* **Instructions to follow**:
Can you convert every line of the listing below into a numbered list, leaving out the blank lines?

* **Supplied records**:

▬▬▬▬▬▬▬▬▬▬

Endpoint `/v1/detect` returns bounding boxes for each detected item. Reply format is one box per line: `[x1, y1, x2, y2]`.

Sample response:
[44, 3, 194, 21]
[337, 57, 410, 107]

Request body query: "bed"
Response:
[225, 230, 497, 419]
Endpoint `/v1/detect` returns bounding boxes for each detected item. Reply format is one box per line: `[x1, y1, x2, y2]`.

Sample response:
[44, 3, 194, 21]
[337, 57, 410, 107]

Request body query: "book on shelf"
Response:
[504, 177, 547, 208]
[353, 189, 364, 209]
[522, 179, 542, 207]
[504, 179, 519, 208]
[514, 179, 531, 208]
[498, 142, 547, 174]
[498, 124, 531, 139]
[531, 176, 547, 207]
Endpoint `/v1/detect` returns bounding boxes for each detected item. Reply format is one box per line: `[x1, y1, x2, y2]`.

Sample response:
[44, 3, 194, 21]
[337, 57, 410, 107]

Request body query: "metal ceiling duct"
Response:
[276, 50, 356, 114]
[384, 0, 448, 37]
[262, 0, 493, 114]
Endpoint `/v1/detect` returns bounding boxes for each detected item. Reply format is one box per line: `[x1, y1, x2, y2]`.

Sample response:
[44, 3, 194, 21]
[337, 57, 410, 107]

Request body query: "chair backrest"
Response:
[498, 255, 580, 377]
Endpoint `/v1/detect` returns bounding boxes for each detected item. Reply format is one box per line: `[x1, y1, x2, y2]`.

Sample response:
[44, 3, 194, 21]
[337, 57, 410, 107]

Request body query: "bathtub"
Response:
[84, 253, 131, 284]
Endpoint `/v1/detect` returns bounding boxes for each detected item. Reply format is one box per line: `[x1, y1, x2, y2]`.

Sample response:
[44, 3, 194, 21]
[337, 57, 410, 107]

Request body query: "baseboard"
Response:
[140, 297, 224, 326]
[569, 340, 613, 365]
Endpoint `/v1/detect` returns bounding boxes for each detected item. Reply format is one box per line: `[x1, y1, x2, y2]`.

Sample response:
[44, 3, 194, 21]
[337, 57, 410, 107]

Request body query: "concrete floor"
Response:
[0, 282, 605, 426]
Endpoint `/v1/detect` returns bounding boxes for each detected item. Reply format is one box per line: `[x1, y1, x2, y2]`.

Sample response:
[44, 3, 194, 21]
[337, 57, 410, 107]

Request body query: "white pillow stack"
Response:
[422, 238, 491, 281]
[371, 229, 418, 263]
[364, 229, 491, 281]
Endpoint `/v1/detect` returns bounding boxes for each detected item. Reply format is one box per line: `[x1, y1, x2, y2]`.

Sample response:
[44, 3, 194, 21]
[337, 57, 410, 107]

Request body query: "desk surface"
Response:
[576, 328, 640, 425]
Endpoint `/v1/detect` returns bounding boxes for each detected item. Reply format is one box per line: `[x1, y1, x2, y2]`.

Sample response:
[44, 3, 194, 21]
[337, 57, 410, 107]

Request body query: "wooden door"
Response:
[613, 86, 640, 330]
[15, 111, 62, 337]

▬▬▬▬▬▬▬▬▬▬

* **Finished answer**:
1. Endpoint `/v1/detect` returns bounding boxes for each detected item. Reply format is one box per line: `[x1, y1, x2, y2]`.
2. Sample response:
3. [44, 3, 194, 21]
4. [337, 57, 410, 107]
5. Request body query: "bed"
6. Response:
7. [225, 230, 497, 419]
8. Endpoint `/v1/detect` returns bounding boxes for each detected item. Reply format is one box per line: `[x1, y1, x2, y2]`.
9. Sample response:
10. [44, 3, 194, 21]
11. [337, 57, 410, 107]
12. Request body query: "book on shelf"
13. Response:
14. [504, 177, 547, 208]
15. [353, 189, 364, 209]
16. [522, 179, 542, 207]
17. [504, 179, 519, 208]
18. [514, 179, 531, 208]
19. [498, 142, 547, 174]
20. [498, 124, 531, 139]
21. [531, 176, 547, 207]
22. Endpoint `/v1/detect` returns bounding boxes for each detected item. Reply format is one box per line: `[x1, y1, x2, y2]`.
23. Sample response:
24. [44, 3, 194, 21]
25. [337, 57, 410, 107]
26. Request body query: "metal ceiling duct"
27. Response:
28. [276, 50, 356, 114]
29. [384, 0, 448, 37]
30. [262, 0, 493, 114]
31. Endpoint `/v1/detect` returns bounding boxes for each detected item. Reply format is one box per line: `[x1, y1, x2, y2]`.
32. Sample response:
33. [44, 3, 194, 21]
34. [337, 57, 410, 107]
35. Request body query: "chair backrest"
36. Response:
37. [498, 255, 580, 377]
38. Endpoint `/v1/detect` returns bounding boxes for each detected item. Reply format is one box per line: `[x1, y1, x2, y2]`.
39. Sample response:
40. [44, 3, 194, 21]
41. [337, 57, 410, 107]
42. Request body query: "bathtub"
43. Response:
44. [84, 253, 131, 284]
45. Endpoint `/v1/detect` returns bounding boxes for each detected item. Reply format is one box per line: `[x1, y1, x2, y2]`.
46. Sample response:
47. [44, 3, 194, 21]
48. [337, 57, 410, 107]
49. Request body query: "baseboard"
50. Response:
51. [140, 297, 224, 326]
52. [569, 340, 613, 365]
53. Endpoint `/v1/detect` returns bounding boxes for each detected item. Reply format is one box per line: `[x1, y1, x2, y2]`.
54. Sample response:
55. [44, 3, 194, 21]
56. [337, 57, 410, 107]
57. Request body query: "concrete floor"
58. Response:
59. [0, 282, 605, 426]
60. Endpoint `/v1/detect` returns bounding boxes for each detected item. Reply format is one box per line: `[x1, y1, x2, y2]`.
61. Sample response:
62. [44, 3, 194, 21]
63. [337, 57, 410, 107]
64. Request body query: "white pillow stack"
65. Response:
66. [422, 238, 491, 281]
67. [371, 229, 418, 263]
68. [364, 229, 491, 281]
69. Endpoint `/v1/detect` returns bounding boxes for each detected item. Reply format is one box per line: `[x1, y1, x2, y2]`.
70. Sample response:
71. [44, 3, 194, 21]
72. [337, 57, 410, 107]
73. Request body query: "desk surface"
74. Response:
75. [576, 328, 640, 425]
76. Endpoint `/v1/detect` returns bounding boxes for each detected item. Reply format is one box per line: `[x1, y1, x2, y2]`.
77. Sample response:
78. [44, 3, 194, 21]
79. [337, 57, 410, 107]
80. Request body query: "wooden door"
81. Response:
82. [613, 86, 640, 330]
83. [15, 111, 62, 337]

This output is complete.